▶ **Document excerpt**
◆ ◆ ◆ ◆

MAKKAH: Visitors who come to Makkah to perform Umrah travel thousands of kilometers to reach the Kingdom, but regrettably some of them, despite the agony of crossing this long distance, will do things which are totally undesirable and which may make their Umrah invalid.
The wrong practices by some of the visitors appear clearly in the holy sites and other historic places in Makkah where you will find people kissing walls or writing their names on rocks seeking the blessing of Allah, which is against the true spirit of Islam.
A team from Arab News visited Jabal Al-Rahma (The Mount of Mercy) in Arafat after Dhuhr prayer yesterday and witnessed some of these wrong and often irreligious practices.
Despite the hot sun and the temperature soaring above 38 degrees Celsius, there were a large number of visitors hailing from various Arab and Islamic countries near the mount. Some of the visitors, though old and sick, insisted on climbing to the top of the mount to obtain more blessing.
Mustapha Hassan, an Arab, said he came to Makkah to perform Umrah but insisted on visiting Arafat, the holy site located about 12 km away, to see the Jabal Al-Rahma.
On the Day of Standing in Arafat during the annual Haj, the pilgrims, men clad in a two-piece seamless white cloth and women covered except for their hands and face, spend the day near the mount praying for forgiveness and beseeching God for success in a symbolic enactment of the Day of Judgment.
“My ailing mother who suffers from a chronic disease asked me to climb on Jabal Al-Rahma and write her name on the column there in order for her to heal,” he said.
Mustapha Hassan seemed to believe very strongly in what his mother told him because he insisted on reaching the column and writing her name on it.
Abu Al-Maati has another reason that drives him to come to Arafat every time he comes to Makkah to perform Umrah. Though he has never performed Haj, fellow villagers call him “Haji” because he has performed several Umrahs. He said people in the village give him money to bring them soil or rocks from Arafat.
“This is a good business and I make a lot of money out of it,” he said.

◆ ◆ ◆ ◆

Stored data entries
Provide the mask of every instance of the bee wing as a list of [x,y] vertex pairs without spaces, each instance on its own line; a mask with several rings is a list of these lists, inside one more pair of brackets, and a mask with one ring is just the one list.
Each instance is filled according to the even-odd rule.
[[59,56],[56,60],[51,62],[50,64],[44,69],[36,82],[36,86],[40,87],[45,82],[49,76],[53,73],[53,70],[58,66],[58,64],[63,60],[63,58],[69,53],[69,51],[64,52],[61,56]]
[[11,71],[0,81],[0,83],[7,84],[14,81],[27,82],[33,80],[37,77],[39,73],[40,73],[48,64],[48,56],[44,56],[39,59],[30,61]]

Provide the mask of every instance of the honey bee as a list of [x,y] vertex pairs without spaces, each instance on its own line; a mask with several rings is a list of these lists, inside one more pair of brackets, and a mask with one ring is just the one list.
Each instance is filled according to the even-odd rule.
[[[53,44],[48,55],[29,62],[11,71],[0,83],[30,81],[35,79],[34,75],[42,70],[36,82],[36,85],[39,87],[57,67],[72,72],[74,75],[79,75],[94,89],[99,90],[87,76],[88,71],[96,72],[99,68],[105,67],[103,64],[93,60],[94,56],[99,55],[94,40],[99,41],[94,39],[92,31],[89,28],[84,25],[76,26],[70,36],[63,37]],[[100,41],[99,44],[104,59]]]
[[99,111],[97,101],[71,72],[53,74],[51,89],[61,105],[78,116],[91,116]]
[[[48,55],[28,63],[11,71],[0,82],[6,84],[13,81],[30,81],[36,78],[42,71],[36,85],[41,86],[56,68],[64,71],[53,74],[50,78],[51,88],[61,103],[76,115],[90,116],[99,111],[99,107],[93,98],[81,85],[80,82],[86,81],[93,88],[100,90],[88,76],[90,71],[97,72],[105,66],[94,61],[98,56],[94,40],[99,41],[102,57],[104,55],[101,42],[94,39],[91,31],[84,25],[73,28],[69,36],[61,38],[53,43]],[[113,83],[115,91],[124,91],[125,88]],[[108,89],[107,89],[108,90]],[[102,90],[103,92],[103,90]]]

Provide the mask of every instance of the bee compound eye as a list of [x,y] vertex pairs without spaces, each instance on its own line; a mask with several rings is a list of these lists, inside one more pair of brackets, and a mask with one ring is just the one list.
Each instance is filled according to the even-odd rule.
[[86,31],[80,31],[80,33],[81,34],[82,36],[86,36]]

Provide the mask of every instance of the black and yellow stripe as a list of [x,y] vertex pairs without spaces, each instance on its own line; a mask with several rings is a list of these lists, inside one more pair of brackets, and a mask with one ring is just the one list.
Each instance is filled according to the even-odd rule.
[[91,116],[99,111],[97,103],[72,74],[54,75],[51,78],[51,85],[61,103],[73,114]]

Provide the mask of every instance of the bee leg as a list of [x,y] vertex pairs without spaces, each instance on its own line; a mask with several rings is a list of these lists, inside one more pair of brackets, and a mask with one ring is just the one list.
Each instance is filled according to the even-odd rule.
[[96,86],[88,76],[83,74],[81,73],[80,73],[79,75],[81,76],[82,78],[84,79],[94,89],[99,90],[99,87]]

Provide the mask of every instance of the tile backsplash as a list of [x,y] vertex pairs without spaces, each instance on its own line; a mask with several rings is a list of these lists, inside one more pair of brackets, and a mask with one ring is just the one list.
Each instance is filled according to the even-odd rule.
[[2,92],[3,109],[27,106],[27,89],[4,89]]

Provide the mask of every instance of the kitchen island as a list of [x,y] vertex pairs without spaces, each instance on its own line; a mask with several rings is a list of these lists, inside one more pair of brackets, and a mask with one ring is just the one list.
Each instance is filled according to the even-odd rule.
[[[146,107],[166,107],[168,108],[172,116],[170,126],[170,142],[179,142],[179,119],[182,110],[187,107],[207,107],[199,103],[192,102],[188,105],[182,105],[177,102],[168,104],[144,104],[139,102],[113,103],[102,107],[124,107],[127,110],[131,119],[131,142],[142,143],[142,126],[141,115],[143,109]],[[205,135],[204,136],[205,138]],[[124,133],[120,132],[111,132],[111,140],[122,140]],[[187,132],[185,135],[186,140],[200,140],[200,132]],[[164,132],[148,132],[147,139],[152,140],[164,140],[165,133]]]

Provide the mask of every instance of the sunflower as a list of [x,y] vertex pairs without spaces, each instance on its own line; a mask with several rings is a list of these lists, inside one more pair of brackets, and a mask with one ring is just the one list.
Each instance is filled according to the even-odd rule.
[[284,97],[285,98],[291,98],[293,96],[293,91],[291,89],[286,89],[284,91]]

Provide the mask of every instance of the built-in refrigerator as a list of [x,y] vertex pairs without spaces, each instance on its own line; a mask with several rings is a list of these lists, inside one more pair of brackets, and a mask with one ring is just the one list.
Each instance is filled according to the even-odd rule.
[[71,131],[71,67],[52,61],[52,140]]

◆ ◆ ◆ ◆

▶ **Tasks to carry out**
• a. List every measurement with a unit that the article on Umrah visitors at Arafat gives.
• b. Carry on the article on Umrah visitors at Arafat from its last sentence.

▶ **Written answers**
• a. thousands of kilometers; above 38 degrees Celsius; about 12 km

• b.
Shalabiyah Al-Sayyid, an elderly heart patient, insisted on climbing up the hill against the advice of her doctor back home. As she reached the column on the top the woman fainted, though she regained consciousness after a short while. When she fully recovered, the sick lady began to kiss the column and rub her body against it looking for baraka (blessing) and cure for her diseases.
We saw a visitor writing his name on the pillar using a big red pen. When we asked him about that, he said it was his first time in Saudi Arabia and that his mother told him he would go to the Kingdom so often if he had his name clearly written on the rocky pillar on top of the Jabal Al-Rahma.
We saw some of the visitors rubbing their faces with dust collected from the mount while others were hitting their heads against it.
All this goes on despite the best efforts of authorities to prevent such objectionable customs taking place within the holy precincts.
Sheikh Ahmed bin Qasim Al-Ghamdi, director of the Commission for Promoting Virtue and Preventing Vice in Makkah, said the government has established awareness centers in these places to discourage people from engaging in such irreligious practices, yet many people still resort to them.
“This shows the weakness of their faith,” he said.
He said visiting these areas for historic and touristic value is permissible but to attribute sanctity to everything in there is against Islam.